[VOS TÂCHES]
1. Recopiez fidèlement le passage de la tribune sur la reconnaissance de l'Autre qui va de « Par Eddy Fayek » jusqu'à « des grands choix. » inclus.
2. Dans la tribune sur la reconnaissance de l'Autre, condensez le paragraphe qui commence par « La réforme appelée à régulariser » en conservant ses faits principaux.
━━━ EXTRAIT DU TEXTE
Opinion La reconnaissance de l’Autre

Par Eddy Fayek Abillama *

Comment militer pour préserver une patrie fondée sur des principes humanistes, sur le légendaire message de coexistence intercommunautaire, lorsque nous nous laissons aller en acceptant que l’on consente à nous accorder ce qui, en réalité, nous est dû ? C’est cette attitude de « laisser faire » qui conduit à l’arbitraire. Nous fabriquons nous-mêmes les monstres qui se permettent, au nom d’une quelconque raison d’État, d’aliéner nos droits et notre autonomie de décision. Les parlementaires, nous les avons nous-mêmes « élus ». Et ce sont ces députés qui accordent la confiance au gouvernement. Notre conscience collective doit toujours avoir cette réalité à l’esprit au moment des grands choix.
Au lieu de développer des défenses sectaires, dans l’espoir de préserver notre identité, nous ferions peut-être mieux de chercher plus profondément les solutions qui mènent à notre véritable libération. Nous savons que beaucoup de ces solutions sont entre nos mains. Il s’agit de procéder méthodiquement, au niveau politique, afin de nous soustraire au joug qui a été placé sur nos épaules sans que nous réagissions. Le sectarisme et l’absence de dialogue facilitent l’asservissement de notre patrie.
Les solutions préconisées se situent à trois niveaux : la mise en place d’une réforme permettant la régularisation des relations entre le pouvoir et les Libanais ; la concrétisation d’un compromis historique entre musulmans et chrétiens ; et la réévaluation des relations entre le Liban et la Syrie.
La réforme appelée à régulariser les relations entre le pouvoir et les Libanais est censée avoir été réalisée par l’accord de Taëf. Malheureusement, une application sélective de cet accord a débouché sur des anomalies flagrantes. L’esprit de ces réformes constitutionnelles est irréversible car il répond à la volonté d’une plus grande participation à la vie publique. Ces réformes sont supposées assurer une meilleure répartition des pouvoirs entre les différentes communautés et constituent une évolution positive et équilibrée du pacte de 1943. Ce dernier doit éviter qu’une quelconque partie lésée ne soit tentée par une alliance avec l’extérieur dans l’espoir de réaliser un avantage au détriment de ses partenaires nationaux.
━━━━━━
━━━ EXTRAIT DE DONNÉES
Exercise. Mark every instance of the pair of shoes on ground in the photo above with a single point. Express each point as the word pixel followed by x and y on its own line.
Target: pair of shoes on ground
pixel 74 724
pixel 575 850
━━━━━━
[RÉPONSES ATTENDUES]
1.
Par Eddy Fayek Abillama *

Comment militer pour préserver une patrie fondée sur des principes humanistes, sur le légendaire message de coexistence intercommunautaire, lorsque nous nous laissons aller en acceptant que l’on consente à nous accorder ce qui, en réalité, nous est dû ? C’est cette attitude de « laisser faire » qui conduit à l’arbitraire. Nous fabriquons nous-mêmes les monstres qui se permettent, au nom d’une quelconque raison d’État, d’aliéner nos droits et notre autonomie de décision. Les parlementaires, nous les avons nous-mêmes « élus ». Et ce sont ces députés qui accordent la confiance au gouvernement. Notre conscience collective doit toujours avoir cette réalité à l’esprit au moment des grands choix.

2. L'accord de Taëf devait réaliser la réforme régularisant les relations entre le pouvoir et les Libanais, mais son application sélective a entraîné des anomalies flagrantes. L'esprit de ces réformes constitutionnelles est irréversible, car il répond à une volonté de participation accrue à la vie publique. Elles doivent mieux répartir les pouvoirs entre les communautés et font évoluer de façon positive et équilibrée le pacte de 1943. Ce pacte doit empêcher qu'une partie lésée ne s'allie à l'extérieur pour s'avantager aux dépens de ses partenaires nationaux.